__Task requirements__. Repeat the records. Keep every word and mark exactly as it is.

Data supplied section start

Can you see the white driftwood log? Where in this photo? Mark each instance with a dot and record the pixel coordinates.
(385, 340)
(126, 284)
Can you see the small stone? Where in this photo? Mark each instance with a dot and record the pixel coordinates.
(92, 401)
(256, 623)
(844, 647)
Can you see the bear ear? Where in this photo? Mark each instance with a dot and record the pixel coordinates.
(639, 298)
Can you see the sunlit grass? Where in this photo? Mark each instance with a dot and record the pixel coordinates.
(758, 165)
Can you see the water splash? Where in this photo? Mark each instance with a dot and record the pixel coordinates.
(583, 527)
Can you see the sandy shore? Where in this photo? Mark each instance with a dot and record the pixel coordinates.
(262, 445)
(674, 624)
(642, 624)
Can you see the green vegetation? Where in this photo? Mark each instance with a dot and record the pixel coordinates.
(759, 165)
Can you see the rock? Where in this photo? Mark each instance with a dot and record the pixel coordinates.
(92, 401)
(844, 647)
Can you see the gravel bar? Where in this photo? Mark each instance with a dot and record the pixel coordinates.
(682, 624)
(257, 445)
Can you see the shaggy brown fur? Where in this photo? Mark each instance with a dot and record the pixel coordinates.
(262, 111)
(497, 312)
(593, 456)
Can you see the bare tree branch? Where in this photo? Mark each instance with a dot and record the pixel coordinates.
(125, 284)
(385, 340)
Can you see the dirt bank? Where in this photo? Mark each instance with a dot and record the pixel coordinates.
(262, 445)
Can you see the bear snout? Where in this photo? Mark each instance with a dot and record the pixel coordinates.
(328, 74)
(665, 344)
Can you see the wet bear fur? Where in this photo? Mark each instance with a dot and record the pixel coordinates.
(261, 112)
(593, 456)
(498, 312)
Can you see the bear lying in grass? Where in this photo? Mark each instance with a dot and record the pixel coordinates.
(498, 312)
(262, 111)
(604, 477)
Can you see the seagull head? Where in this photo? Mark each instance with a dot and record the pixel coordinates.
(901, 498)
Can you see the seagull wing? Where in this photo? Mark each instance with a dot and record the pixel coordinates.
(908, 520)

Data supplied section end

__Result of this task__.
Can you see the white driftwood log? Where in this photo? Mark each instance with a dot and record the pixel coordinates.
(385, 340)
(126, 284)
Can you see the small stone? Where in this photo? Mark each instance with a dot and record the pixel coordinates.
(92, 401)
(256, 623)
(844, 647)
Can you see the bear ear? Where in this photo? Mark each instance with a dot and record the pixel coordinates.
(639, 298)
Can you see the sunlit grass? Where in this photo? Mark each instance with a dot and record the pixel coordinates.
(758, 165)
Can you see the water splash? Where in this photo? Mark each instance with a dot and record the pixel coordinates.
(583, 527)
Can you see the sandy shore? Where in this photo? Mark each instance with a dot and record the pixel coordinates.
(262, 445)
(674, 624)
(642, 624)
Can you see the green vegetation? Where in this photo? Mark each instance with a dot and record the pixel coordinates.
(759, 165)
Can you see the rock? Where in this photo? Mark each instance with a dot and record the pixel coordinates.
(92, 401)
(844, 647)
Can you see the gravel bar? Where in this photo? Mark each instance with a dot and record the pixel coordinates.
(682, 624)
(257, 445)
Can you see the shaggy brown fur? Where in this photo? Mark each instance with a dot and record the pixel coordinates.
(262, 111)
(497, 312)
(593, 456)
Can you see the bare tree branch? Where in this photo? Mark each instance with a dot and record the pixel coordinates.
(125, 284)
(385, 340)
Can you see the dirt bank? Where in this photo? Mark each instance with a dot and record the pixel coordinates.
(262, 445)
Can you see the bear snout? Where in this photo? Mark each instance with a dot and record the pixel coordinates.
(328, 74)
(665, 344)
Can you see the wet bear fur? Where in this photo? Mark each instance with a dot and record the pixel coordinates.
(261, 112)
(593, 456)
(498, 312)
Can you see the bear lying in grass? Where in this photo? Mark each instance with a dot and record the pixel coordinates.
(498, 312)
(262, 111)
(604, 477)
Can you see the seagull head? Where in this photo? Mark each instance with a dot and record the pixel coordinates.
(901, 498)
Can you see the seagull wing? Where in this photo? Mark each instance with a dot and record the pixel coordinates.
(908, 520)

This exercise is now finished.